Collected data entries
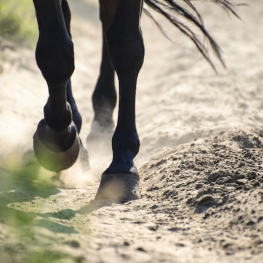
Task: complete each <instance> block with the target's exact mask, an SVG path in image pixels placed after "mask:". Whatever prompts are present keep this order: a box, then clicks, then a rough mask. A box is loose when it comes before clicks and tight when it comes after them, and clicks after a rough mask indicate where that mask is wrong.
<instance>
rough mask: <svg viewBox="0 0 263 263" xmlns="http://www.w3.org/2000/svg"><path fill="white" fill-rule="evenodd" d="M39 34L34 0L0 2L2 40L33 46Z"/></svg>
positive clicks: (0, 17)
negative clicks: (31, 44)
mask: <svg viewBox="0 0 263 263" xmlns="http://www.w3.org/2000/svg"><path fill="white" fill-rule="evenodd" d="M37 34H38V30H37V23H36V19H35V11H34V6H33V1H32V0H19V1H17V0H1V1H0V37H1V38H2V40H11V41H19V42H22V43H26V44H32V42H33V41H35V40H36V37H37Z"/></svg>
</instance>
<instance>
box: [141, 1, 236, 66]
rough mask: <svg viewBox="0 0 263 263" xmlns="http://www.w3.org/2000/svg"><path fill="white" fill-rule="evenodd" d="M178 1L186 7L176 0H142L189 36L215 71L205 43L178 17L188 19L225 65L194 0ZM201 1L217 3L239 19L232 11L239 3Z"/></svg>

▸ Task requirements
Extract every line of the records that contains the string "evenodd", copying each line in full.

▸ Task result
rough mask: <svg viewBox="0 0 263 263" xmlns="http://www.w3.org/2000/svg"><path fill="white" fill-rule="evenodd" d="M39 34L34 0L0 2L2 40L33 46Z"/></svg>
mask: <svg viewBox="0 0 263 263" xmlns="http://www.w3.org/2000/svg"><path fill="white" fill-rule="evenodd" d="M37 34H38V30H37V23H36V19H35V11H34V6H33V1H32V0H19V1H17V0H1V1H0V37H1V38H2V40H11V41H19V42H22V43H26V44H32V42H33V41H35V40H36V37H37Z"/></svg>
rough mask: <svg viewBox="0 0 263 263" xmlns="http://www.w3.org/2000/svg"><path fill="white" fill-rule="evenodd" d="M178 1L186 7L176 0H142L189 36L215 71L205 43L178 17L188 19L225 65L194 0ZM201 1L217 3L239 19L232 11L239 3Z"/></svg>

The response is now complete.